begin THE INPUT
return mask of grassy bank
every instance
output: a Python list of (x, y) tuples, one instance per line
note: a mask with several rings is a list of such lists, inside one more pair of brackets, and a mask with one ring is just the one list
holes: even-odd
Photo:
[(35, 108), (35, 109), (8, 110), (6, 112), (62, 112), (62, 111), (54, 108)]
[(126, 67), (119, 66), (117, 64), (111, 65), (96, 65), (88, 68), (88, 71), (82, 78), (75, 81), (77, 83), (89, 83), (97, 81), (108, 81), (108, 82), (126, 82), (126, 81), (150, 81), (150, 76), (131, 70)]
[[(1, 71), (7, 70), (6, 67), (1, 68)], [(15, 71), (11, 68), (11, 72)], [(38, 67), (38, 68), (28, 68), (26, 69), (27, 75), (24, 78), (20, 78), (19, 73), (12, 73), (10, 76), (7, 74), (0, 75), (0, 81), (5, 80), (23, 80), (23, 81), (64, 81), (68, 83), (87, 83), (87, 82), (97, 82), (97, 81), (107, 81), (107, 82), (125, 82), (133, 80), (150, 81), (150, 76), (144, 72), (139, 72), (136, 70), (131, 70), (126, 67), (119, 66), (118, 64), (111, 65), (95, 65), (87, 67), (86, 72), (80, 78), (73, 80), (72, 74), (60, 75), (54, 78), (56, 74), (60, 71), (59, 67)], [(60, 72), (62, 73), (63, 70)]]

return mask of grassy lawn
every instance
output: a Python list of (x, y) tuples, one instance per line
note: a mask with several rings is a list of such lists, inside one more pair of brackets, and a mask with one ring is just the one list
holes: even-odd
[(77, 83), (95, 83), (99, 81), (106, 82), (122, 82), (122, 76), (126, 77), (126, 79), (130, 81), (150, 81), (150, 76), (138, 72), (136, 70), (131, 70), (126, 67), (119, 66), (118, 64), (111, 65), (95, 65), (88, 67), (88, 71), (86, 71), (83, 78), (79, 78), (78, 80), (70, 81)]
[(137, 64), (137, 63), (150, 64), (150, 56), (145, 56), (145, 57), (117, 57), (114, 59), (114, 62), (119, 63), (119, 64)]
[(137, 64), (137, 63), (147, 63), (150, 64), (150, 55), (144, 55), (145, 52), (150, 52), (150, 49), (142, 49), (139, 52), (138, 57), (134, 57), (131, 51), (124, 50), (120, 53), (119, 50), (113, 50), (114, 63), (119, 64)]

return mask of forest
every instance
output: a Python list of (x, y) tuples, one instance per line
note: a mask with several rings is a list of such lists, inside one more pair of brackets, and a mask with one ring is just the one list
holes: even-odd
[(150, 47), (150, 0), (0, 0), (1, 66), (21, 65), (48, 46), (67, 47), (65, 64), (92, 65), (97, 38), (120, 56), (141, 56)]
end THE INPUT
STATED GOAL - Pull out every line of the material above that contains the word "grassy".

TASK OUTPUT -
return mask of grassy bank
return mask of grassy lawn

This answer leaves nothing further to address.